BEGIN Material

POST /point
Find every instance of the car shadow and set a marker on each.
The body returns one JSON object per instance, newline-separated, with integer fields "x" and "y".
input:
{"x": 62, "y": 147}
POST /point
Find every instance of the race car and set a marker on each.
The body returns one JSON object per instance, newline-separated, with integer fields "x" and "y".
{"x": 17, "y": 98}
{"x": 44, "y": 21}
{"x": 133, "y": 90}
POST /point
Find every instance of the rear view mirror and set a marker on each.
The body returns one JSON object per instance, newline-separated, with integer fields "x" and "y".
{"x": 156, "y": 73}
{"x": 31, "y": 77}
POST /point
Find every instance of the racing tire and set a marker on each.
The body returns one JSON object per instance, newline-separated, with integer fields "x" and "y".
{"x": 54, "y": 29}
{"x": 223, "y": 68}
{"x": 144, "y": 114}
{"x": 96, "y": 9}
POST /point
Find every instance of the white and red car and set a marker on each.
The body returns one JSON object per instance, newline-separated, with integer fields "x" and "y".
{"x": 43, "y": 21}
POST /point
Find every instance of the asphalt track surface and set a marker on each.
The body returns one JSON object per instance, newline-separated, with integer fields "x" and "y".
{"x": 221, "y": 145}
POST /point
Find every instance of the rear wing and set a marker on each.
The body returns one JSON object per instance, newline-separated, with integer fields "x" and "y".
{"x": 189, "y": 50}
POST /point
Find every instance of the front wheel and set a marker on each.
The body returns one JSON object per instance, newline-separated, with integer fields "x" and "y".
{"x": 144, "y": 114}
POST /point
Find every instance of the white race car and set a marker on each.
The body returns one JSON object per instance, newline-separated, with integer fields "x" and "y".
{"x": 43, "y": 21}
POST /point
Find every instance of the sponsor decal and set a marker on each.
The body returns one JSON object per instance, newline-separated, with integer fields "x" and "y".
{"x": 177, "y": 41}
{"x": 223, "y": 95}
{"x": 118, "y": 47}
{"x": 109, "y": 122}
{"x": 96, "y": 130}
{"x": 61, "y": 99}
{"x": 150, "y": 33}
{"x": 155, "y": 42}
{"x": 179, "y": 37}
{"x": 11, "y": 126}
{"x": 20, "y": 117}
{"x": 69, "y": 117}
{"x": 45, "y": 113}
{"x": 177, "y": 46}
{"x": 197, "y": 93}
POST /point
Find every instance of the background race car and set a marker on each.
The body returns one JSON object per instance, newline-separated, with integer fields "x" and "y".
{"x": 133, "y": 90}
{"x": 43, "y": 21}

END Material

■ Goal
Would you give the material above again, complete and exact?

■ Response to this exercise
POST /point
Find every instance of the car shadow and set a marker on each.
The body returns one JSON object per instance, newline-separated, with integer fields "x" and "y".
input:
{"x": 62, "y": 147}
POST /point
Find every instance of the race car and set a marker on each.
The body returns one JSON object per instance, newline-separated, with integer fields "x" and "y".
{"x": 17, "y": 98}
{"x": 44, "y": 21}
{"x": 133, "y": 90}
POST /point
Find every instance of the rear view mirror and set a marker on each.
The body returns one JSON object per instance, newline-separated, with integer fields "x" and "y".
{"x": 156, "y": 73}
{"x": 31, "y": 77}
POST /point
Find every instance of the racing tire and set a marker on each.
The body returns one JSON object per instance, newline-separated, with integer fields "x" and "y".
{"x": 54, "y": 29}
{"x": 223, "y": 68}
{"x": 144, "y": 114}
{"x": 96, "y": 9}
POST /point
Find every instance of the white and red car and set a marker on each.
The body returns one JSON object per instance, newline-separated, with integer fields "x" and "y".
{"x": 43, "y": 21}
POST /point
Find every instance of the asphalt track surface and set a marker on each.
The body returns one JSON object per instance, newline-separated, with integer fields "x" and "y".
{"x": 221, "y": 145}
POST /point
Find every instance of the rear wing and set a marker on each.
The body returns one JSON object per instance, newline-separated, with integer fields "x" and "y".
{"x": 189, "y": 50}
POST /point
Find every instance of the front wheel and set a marker on each.
The body returns one JSON object per instance, newline-separated, with integer fields "x" and "y".
{"x": 144, "y": 114}
POST /point
Find every instance of the white race car and set a marker on each.
The body returns one JSON object per instance, newline-separated, with integer fields "x" and "y".
{"x": 43, "y": 21}
POST /point
Find every instance of the sponsor decal and set a marker on each.
The body returns one JSON object per instance, newline-separated, with integer fields "x" and "y".
{"x": 177, "y": 41}
{"x": 223, "y": 95}
{"x": 118, "y": 47}
{"x": 109, "y": 122}
{"x": 96, "y": 130}
{"x": 61, "y": 99}
{"x": 150, "y": 33}
{"x": 155, "y": 42}
{"x": 179, "y": 37}
{"x": 11, "y": 126}
{"x": 20, "y": 117}
{"x": 69, "y": 117}
{"x": 45, "y": 113}
{"x": 177, "y": 46}
{"x": 197, "y": 93}
POST /point
Find every instance of the background race car and set a marker on each.
The body returns one JSON object per instance, newline-separated, with integer fields "x" and "y".
{"x": 133, "y": 90}
{"x": 43, "y": 21}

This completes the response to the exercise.